● Work to be completed
Pick out every line below that contains the word "foot", with matching case, and copy each one.

● Provided data
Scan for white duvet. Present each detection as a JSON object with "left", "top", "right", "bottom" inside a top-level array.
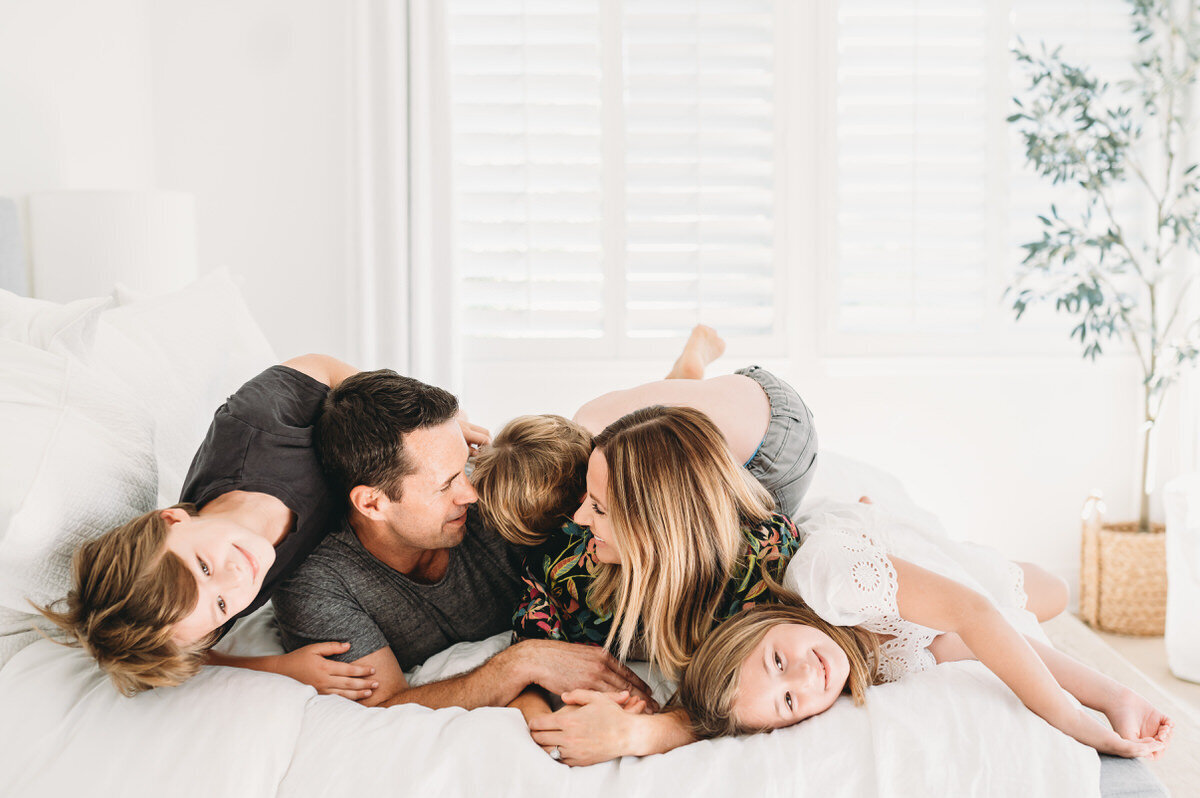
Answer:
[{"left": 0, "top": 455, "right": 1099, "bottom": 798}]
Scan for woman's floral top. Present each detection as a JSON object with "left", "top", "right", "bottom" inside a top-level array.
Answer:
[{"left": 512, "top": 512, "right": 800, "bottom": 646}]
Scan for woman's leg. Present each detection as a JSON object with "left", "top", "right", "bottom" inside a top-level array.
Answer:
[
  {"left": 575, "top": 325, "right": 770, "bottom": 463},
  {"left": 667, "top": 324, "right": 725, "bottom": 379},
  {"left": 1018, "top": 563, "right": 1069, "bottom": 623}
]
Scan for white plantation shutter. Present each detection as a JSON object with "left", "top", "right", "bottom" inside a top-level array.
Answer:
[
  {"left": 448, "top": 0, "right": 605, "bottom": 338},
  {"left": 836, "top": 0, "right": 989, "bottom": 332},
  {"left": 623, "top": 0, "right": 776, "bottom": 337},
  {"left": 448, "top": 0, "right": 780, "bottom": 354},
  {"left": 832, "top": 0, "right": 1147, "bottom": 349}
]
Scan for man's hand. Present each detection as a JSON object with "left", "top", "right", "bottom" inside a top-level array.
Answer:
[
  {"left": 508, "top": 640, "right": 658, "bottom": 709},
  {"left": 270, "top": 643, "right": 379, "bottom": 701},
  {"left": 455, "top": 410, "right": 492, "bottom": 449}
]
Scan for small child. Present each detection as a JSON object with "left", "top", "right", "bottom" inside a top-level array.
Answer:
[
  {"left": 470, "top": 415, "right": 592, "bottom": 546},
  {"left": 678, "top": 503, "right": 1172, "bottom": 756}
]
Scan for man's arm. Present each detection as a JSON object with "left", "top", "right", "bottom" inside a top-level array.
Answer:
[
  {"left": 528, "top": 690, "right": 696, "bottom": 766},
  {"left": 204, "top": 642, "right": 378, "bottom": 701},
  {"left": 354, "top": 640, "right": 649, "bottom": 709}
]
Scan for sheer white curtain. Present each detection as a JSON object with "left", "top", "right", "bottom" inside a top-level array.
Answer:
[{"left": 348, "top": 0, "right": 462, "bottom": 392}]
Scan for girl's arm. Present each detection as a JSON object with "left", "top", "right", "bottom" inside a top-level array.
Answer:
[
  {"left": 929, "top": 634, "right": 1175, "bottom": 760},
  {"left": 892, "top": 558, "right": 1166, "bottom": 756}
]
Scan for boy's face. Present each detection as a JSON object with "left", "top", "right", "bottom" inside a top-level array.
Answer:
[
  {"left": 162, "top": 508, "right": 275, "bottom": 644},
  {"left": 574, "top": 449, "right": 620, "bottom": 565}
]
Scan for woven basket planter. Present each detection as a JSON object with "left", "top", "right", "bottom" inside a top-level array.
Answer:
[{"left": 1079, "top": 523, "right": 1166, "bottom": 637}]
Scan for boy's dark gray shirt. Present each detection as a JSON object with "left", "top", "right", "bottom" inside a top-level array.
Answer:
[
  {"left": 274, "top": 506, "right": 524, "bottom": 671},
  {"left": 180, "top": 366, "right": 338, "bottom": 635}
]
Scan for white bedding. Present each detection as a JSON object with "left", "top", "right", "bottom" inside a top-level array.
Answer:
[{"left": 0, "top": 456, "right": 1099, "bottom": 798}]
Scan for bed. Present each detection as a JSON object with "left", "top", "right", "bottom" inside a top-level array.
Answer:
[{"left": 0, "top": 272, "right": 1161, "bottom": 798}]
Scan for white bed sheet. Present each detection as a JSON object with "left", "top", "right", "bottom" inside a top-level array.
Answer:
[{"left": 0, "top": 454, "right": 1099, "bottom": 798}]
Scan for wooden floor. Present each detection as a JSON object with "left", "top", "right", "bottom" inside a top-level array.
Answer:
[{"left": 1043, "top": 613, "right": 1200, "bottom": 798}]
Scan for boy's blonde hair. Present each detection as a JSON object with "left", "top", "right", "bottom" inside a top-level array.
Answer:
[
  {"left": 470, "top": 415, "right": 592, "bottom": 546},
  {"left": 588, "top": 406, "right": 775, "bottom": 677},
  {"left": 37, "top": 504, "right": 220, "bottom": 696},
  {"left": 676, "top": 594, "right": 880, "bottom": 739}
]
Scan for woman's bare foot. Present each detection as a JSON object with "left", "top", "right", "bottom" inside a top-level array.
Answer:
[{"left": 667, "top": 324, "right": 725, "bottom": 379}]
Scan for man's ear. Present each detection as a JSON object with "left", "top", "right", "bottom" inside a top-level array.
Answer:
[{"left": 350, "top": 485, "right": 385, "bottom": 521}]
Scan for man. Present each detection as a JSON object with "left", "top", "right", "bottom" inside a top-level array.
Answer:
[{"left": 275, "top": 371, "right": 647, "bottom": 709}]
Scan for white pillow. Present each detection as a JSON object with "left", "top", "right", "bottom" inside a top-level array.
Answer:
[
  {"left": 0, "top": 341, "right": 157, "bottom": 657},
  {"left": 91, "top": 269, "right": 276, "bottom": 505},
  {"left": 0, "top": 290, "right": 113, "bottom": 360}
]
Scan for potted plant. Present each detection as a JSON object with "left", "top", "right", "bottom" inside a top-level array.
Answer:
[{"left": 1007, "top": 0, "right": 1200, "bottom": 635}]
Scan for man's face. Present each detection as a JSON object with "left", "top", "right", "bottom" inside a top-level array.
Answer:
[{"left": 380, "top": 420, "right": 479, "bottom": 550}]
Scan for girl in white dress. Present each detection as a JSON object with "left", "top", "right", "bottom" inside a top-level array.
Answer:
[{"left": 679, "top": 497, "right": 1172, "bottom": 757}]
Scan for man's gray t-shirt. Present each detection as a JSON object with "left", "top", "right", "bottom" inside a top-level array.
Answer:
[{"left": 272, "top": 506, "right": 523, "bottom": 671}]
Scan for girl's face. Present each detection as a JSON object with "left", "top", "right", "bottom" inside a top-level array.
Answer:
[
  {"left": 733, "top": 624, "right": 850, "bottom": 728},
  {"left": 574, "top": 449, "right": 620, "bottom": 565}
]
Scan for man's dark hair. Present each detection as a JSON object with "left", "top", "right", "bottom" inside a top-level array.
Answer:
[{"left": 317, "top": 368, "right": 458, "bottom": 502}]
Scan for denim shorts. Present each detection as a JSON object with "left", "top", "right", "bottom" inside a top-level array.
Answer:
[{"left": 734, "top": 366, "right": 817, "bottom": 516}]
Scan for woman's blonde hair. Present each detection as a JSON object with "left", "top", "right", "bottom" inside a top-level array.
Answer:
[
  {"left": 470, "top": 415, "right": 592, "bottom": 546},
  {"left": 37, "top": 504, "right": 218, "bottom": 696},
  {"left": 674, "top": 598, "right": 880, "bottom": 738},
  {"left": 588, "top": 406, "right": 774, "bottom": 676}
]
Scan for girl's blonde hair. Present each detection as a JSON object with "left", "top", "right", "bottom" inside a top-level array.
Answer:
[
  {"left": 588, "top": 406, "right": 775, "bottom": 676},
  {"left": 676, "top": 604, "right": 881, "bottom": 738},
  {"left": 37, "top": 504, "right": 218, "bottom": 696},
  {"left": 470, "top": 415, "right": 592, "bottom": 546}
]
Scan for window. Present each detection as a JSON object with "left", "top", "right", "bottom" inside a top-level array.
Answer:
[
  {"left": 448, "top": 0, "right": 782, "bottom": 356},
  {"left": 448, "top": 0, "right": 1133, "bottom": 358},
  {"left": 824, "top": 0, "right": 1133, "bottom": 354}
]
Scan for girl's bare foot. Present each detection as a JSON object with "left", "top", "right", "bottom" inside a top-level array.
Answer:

● Written solution
Scan for woman's bare foot. Present each detection as a JSON object with "left", "top", "right", "bottom" inside a top-level array.
Scan for girl's bare foot. Present each detection as a JSON object with "left", "top", "right", "bottom" inside a top-level array.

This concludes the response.